> Problem to solve:
Return, exactly, the line that contains "like [965, 585]." together with all lines after it to the end of the entries, and no further lines.

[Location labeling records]
========================================================================

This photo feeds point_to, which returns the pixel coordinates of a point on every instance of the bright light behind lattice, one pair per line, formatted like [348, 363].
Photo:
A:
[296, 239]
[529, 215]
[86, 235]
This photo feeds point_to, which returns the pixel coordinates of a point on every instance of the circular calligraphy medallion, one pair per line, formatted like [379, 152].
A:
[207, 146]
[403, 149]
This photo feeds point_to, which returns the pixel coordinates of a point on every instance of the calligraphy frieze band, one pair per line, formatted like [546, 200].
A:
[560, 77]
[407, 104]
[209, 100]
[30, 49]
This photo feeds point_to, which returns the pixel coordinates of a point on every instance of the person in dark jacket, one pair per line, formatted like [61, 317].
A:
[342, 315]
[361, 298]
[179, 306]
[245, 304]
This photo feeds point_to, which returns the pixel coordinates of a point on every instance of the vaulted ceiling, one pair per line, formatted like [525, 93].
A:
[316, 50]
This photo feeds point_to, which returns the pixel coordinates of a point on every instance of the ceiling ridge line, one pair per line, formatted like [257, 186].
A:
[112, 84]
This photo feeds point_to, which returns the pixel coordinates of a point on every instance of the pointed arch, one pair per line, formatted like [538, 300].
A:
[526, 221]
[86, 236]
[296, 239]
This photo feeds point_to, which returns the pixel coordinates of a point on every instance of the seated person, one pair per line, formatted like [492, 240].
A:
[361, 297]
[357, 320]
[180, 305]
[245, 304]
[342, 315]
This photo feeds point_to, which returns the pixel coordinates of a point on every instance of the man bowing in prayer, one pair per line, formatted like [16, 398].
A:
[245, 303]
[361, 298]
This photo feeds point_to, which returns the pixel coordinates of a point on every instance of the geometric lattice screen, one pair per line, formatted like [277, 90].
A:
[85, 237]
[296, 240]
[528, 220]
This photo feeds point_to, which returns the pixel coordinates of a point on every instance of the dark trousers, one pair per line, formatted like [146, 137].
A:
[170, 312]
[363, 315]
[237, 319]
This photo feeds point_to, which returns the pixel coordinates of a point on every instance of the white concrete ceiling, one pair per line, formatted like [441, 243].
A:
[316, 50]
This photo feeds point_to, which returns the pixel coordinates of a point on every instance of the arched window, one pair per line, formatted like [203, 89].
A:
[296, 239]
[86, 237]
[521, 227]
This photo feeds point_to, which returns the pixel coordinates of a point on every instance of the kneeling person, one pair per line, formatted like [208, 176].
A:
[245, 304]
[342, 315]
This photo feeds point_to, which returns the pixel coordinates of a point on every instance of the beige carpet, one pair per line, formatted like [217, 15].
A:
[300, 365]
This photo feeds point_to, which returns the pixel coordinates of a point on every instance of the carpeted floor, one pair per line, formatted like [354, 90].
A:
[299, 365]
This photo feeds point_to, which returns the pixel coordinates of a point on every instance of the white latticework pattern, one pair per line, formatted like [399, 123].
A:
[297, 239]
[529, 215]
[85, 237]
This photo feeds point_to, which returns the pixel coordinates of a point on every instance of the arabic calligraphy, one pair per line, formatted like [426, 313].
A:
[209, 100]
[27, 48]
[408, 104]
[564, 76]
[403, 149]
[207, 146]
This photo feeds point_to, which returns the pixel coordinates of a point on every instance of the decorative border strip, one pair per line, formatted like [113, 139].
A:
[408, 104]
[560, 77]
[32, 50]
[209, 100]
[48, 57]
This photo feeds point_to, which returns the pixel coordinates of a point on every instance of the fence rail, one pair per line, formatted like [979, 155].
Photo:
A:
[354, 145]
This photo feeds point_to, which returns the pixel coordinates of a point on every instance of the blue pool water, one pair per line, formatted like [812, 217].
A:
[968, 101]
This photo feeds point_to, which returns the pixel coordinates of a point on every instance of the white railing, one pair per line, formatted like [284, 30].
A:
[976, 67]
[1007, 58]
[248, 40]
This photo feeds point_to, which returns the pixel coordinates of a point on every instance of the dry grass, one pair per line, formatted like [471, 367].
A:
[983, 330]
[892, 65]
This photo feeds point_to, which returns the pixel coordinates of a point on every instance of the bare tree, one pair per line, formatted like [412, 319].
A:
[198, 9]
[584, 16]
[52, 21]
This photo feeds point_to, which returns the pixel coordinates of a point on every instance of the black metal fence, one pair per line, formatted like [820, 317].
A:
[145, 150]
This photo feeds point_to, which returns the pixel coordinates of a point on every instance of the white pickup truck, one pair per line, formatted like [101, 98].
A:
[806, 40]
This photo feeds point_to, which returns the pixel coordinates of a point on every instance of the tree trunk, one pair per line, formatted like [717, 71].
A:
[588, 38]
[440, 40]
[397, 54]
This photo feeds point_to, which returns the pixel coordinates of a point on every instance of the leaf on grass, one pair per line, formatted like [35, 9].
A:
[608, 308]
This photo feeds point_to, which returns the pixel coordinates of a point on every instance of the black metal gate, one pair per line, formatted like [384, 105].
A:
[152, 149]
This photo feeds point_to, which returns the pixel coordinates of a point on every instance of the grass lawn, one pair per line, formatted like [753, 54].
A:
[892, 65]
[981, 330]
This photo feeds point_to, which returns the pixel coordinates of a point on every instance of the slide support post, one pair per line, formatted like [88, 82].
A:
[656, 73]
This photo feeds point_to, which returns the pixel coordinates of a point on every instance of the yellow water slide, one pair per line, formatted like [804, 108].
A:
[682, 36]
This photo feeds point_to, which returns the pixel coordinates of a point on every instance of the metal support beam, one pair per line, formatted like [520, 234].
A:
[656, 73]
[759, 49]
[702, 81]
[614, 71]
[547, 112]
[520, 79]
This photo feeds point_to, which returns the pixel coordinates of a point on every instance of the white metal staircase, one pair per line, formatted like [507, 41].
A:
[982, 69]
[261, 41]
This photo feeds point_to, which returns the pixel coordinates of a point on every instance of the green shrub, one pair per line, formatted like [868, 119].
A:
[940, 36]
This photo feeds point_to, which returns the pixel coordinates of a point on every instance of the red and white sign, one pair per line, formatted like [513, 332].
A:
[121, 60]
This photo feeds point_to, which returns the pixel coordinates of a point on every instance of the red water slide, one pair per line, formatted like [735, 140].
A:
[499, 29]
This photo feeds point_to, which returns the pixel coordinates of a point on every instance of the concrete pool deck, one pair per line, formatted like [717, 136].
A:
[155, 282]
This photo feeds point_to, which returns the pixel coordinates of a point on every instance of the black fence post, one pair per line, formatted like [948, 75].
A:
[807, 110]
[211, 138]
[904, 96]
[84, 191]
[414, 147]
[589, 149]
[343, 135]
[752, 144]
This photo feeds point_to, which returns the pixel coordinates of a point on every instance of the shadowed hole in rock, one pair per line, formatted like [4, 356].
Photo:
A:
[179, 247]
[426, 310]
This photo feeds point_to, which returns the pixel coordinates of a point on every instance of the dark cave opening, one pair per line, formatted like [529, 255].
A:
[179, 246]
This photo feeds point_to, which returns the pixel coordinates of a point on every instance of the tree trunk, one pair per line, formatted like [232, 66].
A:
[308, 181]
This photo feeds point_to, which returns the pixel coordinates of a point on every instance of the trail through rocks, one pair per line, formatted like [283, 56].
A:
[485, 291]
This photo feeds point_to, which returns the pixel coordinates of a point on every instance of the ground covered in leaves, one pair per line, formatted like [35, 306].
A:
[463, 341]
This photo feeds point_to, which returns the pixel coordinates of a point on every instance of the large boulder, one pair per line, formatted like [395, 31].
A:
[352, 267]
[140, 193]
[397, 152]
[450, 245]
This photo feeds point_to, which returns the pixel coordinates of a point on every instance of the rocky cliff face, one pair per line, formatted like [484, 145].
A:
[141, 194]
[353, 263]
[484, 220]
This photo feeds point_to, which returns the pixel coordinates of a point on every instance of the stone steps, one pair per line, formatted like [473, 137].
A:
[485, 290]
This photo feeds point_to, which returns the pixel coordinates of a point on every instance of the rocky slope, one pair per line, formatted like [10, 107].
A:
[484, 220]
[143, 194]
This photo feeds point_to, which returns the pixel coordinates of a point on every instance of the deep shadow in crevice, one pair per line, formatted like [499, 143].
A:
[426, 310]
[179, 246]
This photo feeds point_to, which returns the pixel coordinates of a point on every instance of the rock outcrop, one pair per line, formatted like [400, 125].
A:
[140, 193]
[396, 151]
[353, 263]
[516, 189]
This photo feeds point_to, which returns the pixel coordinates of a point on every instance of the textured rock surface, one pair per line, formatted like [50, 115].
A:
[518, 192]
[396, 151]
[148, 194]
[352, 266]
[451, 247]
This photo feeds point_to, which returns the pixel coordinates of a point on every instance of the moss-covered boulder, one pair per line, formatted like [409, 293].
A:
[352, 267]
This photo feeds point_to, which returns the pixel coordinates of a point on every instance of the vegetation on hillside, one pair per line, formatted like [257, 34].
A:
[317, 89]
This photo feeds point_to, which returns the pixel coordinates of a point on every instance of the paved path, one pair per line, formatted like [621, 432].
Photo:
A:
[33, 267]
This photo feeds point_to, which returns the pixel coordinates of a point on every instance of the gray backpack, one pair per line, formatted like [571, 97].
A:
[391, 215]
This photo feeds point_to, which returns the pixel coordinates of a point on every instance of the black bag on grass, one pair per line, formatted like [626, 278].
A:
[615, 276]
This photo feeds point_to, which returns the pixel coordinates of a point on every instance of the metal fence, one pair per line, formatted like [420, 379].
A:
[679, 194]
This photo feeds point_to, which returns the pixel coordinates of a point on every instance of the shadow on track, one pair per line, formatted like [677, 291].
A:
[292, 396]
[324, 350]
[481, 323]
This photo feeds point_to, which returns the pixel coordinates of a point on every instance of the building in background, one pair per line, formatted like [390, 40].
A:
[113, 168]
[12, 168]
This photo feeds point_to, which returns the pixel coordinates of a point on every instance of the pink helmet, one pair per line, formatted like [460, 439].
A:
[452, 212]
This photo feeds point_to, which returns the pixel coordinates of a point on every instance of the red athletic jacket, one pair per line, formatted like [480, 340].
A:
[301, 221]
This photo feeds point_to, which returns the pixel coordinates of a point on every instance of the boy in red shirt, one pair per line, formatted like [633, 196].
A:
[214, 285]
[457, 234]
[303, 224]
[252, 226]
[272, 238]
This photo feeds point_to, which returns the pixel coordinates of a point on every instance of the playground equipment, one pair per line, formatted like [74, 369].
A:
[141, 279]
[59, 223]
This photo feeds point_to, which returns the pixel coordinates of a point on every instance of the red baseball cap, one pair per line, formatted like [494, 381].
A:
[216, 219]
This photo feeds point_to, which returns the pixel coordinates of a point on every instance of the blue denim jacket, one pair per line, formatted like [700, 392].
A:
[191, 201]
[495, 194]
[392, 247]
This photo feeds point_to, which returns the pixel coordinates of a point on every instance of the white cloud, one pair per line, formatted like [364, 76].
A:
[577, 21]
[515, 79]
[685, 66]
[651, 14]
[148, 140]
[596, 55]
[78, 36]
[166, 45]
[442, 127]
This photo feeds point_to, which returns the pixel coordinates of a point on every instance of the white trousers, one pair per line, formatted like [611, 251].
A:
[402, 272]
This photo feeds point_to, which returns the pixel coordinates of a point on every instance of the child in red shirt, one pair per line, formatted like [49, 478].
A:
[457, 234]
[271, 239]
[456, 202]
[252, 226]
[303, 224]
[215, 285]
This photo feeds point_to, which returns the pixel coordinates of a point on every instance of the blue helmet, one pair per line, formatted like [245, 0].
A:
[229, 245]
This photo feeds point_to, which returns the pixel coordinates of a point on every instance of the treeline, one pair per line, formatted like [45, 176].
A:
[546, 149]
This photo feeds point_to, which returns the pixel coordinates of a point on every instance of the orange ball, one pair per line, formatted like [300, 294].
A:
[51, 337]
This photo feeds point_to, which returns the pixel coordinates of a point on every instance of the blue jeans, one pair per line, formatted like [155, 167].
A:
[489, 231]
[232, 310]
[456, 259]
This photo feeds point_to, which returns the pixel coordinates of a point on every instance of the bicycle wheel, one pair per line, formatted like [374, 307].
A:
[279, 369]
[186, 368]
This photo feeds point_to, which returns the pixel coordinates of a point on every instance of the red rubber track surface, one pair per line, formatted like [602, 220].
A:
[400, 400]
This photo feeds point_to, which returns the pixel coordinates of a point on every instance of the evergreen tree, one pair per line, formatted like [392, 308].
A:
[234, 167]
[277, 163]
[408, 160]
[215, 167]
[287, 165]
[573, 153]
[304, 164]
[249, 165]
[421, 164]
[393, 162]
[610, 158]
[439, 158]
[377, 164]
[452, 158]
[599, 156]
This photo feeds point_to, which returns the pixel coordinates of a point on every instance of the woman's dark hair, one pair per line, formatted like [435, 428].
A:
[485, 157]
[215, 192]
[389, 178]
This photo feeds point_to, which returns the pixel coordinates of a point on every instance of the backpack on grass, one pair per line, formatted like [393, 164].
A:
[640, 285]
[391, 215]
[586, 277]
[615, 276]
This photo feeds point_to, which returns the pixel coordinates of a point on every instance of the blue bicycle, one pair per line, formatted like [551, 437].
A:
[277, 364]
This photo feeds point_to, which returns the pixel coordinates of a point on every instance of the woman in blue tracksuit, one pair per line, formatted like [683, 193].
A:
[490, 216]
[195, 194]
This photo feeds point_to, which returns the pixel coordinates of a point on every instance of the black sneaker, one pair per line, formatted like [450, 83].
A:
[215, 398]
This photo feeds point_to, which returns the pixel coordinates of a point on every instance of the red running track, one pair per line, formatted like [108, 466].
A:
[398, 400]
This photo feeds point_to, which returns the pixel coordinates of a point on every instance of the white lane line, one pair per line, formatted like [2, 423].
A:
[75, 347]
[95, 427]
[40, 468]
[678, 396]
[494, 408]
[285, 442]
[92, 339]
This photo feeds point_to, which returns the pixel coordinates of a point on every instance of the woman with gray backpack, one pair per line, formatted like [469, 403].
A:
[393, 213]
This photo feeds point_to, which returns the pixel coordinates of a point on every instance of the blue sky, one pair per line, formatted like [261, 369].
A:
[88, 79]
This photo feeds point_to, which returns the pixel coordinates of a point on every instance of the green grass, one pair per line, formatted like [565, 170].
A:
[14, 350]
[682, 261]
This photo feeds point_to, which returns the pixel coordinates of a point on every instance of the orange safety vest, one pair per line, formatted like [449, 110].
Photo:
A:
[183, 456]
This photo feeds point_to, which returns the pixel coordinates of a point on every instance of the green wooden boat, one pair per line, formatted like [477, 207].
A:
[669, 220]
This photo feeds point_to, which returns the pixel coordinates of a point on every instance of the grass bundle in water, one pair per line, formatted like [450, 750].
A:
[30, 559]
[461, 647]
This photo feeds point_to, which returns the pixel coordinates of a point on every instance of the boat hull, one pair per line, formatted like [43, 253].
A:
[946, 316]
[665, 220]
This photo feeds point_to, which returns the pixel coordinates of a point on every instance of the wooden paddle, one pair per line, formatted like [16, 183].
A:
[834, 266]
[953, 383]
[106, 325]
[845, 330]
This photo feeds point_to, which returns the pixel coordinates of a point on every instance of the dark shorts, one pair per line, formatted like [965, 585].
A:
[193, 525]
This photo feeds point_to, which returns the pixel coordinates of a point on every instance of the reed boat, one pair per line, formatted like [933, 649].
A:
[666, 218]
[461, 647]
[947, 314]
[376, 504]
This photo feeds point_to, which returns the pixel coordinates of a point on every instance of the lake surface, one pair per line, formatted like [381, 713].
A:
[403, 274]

========================================================================

> Solution for this problem:
This photo feeds point_to, which returns the pixel coordinates of a point on every instance of the dark shorts, one pair per line, formatted like [965, 585].
A:
[193, 525]
This photo feeds point_to, which returns the pixel coordinates of a point on every instance of the reed boat, one pair per line, formatted like [933, 649].
A:
[666, 218]
[461, 647]
[947, 314]
[376, 504]
This photo feeds point_to, which returns the pixel coordinates of a point on every instance of the lake surface, one pair per line, formatted like [381, 713].
A:
[403, 274]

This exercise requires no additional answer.